(Information Opens)

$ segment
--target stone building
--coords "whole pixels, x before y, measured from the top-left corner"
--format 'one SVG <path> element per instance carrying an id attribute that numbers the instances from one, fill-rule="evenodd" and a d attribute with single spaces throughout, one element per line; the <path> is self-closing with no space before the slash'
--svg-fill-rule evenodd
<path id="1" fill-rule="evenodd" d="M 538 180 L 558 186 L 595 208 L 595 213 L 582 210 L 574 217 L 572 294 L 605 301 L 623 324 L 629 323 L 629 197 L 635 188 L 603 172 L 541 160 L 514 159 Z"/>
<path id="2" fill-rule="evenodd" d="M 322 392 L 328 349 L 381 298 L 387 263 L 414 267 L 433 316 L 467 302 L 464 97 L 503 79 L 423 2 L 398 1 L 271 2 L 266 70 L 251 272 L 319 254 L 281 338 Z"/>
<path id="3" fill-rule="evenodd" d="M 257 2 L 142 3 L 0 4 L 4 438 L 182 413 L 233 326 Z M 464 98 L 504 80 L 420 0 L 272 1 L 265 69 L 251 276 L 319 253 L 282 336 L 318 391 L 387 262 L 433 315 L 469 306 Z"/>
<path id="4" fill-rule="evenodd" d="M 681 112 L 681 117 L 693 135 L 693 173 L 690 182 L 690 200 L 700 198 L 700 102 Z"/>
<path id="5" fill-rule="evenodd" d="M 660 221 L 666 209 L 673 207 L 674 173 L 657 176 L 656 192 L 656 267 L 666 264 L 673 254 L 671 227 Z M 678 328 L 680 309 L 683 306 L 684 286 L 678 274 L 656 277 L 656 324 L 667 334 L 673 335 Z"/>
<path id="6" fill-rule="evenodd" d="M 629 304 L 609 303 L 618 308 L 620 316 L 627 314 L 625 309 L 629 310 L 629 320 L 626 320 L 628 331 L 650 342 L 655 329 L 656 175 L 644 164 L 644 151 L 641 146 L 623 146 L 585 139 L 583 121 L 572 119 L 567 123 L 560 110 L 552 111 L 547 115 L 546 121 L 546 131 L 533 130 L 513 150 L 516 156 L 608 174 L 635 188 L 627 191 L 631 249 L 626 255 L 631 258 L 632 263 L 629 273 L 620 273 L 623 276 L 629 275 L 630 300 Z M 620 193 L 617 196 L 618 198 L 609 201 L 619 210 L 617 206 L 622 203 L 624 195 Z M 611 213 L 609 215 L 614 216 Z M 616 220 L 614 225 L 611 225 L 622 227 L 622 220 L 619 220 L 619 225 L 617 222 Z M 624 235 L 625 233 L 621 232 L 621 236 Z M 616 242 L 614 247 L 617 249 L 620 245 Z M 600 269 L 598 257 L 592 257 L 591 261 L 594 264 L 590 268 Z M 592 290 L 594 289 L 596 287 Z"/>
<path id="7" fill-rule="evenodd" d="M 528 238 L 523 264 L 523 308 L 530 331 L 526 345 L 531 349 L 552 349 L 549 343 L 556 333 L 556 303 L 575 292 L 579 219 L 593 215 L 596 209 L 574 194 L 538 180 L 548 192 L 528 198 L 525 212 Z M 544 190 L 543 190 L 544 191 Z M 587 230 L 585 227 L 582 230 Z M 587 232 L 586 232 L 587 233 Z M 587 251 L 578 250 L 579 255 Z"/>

(Information Closes)

Work to complete:
Among the lines above, which ones hold the string "from"? Show them.

Result for this task:
--coords "whole pixels, x before y, measured from the top-left corner"
--format 'one SVG <path> element per instance carrying an id attribute that numbers the instances from one, fill-rule="evenodd" and a d attribute with single spaces throughout, one element per line; the <path> is self-closing with no space before the slash'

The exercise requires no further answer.